■ BRANO FORNITO ■
******************************

Per il numero 7/23 di Limes, “Il gran turco“, ho intervistato Paolo Bizzeti, vicario apostolico dell’Anatolia.

LIMES Il 28 maggio Recep Tayyip Erdoğan è stato confermato presidente della Turchia per altri cinque anni. Non crede che, per ampliare la proiezione geopolitica turca e per rendere più appetibili i suoi disegni, a Erdoğan convenga farsi baluardo di un’apertura religiosa che in altri paesi islamici, si pensi all’Iran, non esiste?

BIZZETI Un governo intenzionato a dialogare in modo serio con l’Europa e con l’Occidente, così come col mondo intero, deve garantire un certo pluralismo religioso, parametro oggi riconosciuto come indice di democrazia. Non si può più pensare alla religione come fatto individuale. Dobbiamo prendere atto, riconoscere e garantire l’apertura religiosa. La Turchia ha fatto moltissimi passi in avanti, ma il trattato di Losanna pone troppi limiti. Non possiamo costruire una nuova chiesa, non possiamo aprire una scuola cattolica né un centro culturale. Una nazione musulmana che vuole convivere con altre espressioni religiose dovrebbe superare tutto ciò.

LIMES In questo senso non sarebbe importante un maggior dialogo con Roma e, ancor più, con un pontefice come Francesco che è riuscito a fare della Chiesa cattolica un attore super partes e sempre più aperto al mondo?

******************************

■ MATERIALE FORNITO ■
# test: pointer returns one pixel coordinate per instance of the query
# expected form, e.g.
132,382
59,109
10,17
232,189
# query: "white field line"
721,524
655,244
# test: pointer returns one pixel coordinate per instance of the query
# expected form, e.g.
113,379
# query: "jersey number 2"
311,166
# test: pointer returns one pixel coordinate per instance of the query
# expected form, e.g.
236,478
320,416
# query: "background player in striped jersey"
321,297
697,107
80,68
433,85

******************************

■ ESERCIZIO A ■
Ricopia pari pari il pezzo dell'intervista che va da "BIZZETI Un governo intenzionato" giù fino a "aperto al mondo?".
■ ESERCIZIO B ■
Nell'intervista, quale trattato secondo Bizzeti pone troppi limiti alla Turchia?
■ ESERCIZIO C ■
Vai avanti con l'intervista a Bizzeti da dove si ferma.
L'elenco qui non serve a niente.

■ RISPOSTA A ■
BIZZETI Un governo intenzionato a dialogare in modo serio con l’Europa e con l’Occidente, così come col mondo intero, deve garantire un certo pluralismo religioso, parametro oggi riconosciuto come indice di democrazia. Non si può più pensare alla religione come fatto individuale. Dobbiamo prendere atto, riconoscere e garantire l’apertura religiosa. La Turchia ha fatto moltissimi passi in avanti, ma il trattato di Losanna pone troppi limiti. Non possiamo costruire una nuova chiesa, non possiamo aprire una scuola cattolica né un centro culturale. Una nazione musulmana che vuole convivere con altre espressioni religiose dovrebbe superare tutto ciò.

LIMES In questo senso non sarebbe importante un maggior dialogo con Roma e, ancor più, con un pontefice come Francesco che è riuscito a fare della Chiesa cattolica un attore super partes e sempre più aperto al mondo?

■ RISPOSTA B ■
Il trattato di Losanna.

■ RISPOSTA C ■
BIZZETI Erdoğan è stato il primo presidente turco, dopo 59 anni, a essersi recato in Vaticano per incontrare un pontefice. È avvenuto nel 2018. Quattro anni prima, papa Francesco si era recato in Turchia per il quinto viaggio apostolico del suo pontificato. Credo sia nell’interesse della Turchia incentivare un dialogo con un’autorità spirituale e geopolitica del calibro della Santa Sede. Dal punto di vista di Roma sicuramente c’è interesse a mantenere aperto il dialogo: la Turchia è un paese speciale, musulmano ma biblico, con profonde radici cristiane, dove i vescovi sono sempre presenti e i luoghi di culto sono sempre aperti. Si tratta di un laboratorio interessante per un islam moderato che si apre al dialogo e per un cristianesimo intelligente che sa vivere in un paese musulmano senza smanie di proselitismo.

LIMES E poi c’è l’Unione Europea. Che, tuttavia, di fronte a una Turchia dai tratti sempre più imperiali resta in una posizione ambigua: Bruxelles critica Erdoğan sui diritti civili e sociali, ma fa poco per affrontarlo sul piano geopolitico. Perché?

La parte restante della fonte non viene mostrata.